▸ Provided text

▼▼▼

# Brown Betty/Cleaver combo



## PKRPedals (Nov 2, 2019)

What did I do wrong here? It works fine while both are on but I don’t pass a signal when they are off


----------



## PKRPedals (Nov 2, 2019)

Update: Hooked it back up and it works fine. I don't know what happened in the beginning, maybe it was too early to be playing around. Sounds great! I hate that it has to go in such a big enclosure though, but I'll get over it. Off to do the enclosure now.


----------



## Chuck D. Bones (Nov 3, 2019)

What was the thinking behind putting the boost after the Betty?  Are you looking to be able to kick-in a volume boost for soloing?  Or is the idea that you want to overdrive the Cleaver?  Or maybe you want to be able to run the Cleaver by itself?  If you're only looking for a switchable volume boost, that could be accomplished with just a pot and a switch, no Cleaver req'd.


----------



## PKRPedals (Nov 3, 2019)

▲▲▲

▸ Problems and tasks
1. Revise the part of the Brown Betty/Cleaver thread that opens with the words containing "What was the" and closes with "no Cleaver req'd.", putting "lead playing" in place of "soloing".
2. In the Brown Betty/Cleaver thread, what does PKRPedals say they hate about the build once it works?
The lines that come next have no connection to the Brown Betty/Cleaver thread.

▸ Dataset rows

▼▼▼

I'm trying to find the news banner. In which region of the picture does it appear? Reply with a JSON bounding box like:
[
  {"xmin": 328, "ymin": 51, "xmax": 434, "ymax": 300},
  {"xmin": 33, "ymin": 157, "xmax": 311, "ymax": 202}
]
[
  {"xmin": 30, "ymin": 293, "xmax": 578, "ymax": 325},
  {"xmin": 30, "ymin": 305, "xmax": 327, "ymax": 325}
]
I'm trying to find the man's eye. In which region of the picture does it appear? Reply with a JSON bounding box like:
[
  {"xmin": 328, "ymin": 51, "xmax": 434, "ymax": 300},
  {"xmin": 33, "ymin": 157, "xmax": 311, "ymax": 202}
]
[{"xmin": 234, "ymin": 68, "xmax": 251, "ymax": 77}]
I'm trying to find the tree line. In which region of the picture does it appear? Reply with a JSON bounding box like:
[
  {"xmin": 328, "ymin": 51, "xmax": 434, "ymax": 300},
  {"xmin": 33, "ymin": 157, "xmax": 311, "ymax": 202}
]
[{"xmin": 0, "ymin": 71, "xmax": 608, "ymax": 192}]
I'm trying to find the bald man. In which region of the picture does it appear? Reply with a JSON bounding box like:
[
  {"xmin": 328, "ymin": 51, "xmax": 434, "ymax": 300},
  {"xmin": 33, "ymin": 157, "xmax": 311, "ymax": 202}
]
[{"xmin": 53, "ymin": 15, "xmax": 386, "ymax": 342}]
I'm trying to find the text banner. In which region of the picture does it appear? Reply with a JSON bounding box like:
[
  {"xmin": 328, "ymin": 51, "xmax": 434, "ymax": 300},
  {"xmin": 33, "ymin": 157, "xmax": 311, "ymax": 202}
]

▲▲▲

▸ Per-task answers
1.
What was the thinking behind putting the boost after the Betty?  Are you looking to be able to kick-in a volume boost for lead playing?  Or is the idea that you want to overdrive the Cleaver?  Or maybe you want to be able to run the Cleaver by itself?  If you're only looking for a switchable volume boost, that could be accomplished with just a pot and a switch, no Cleaver req'd.

2. That it has to go in such a big enclosure.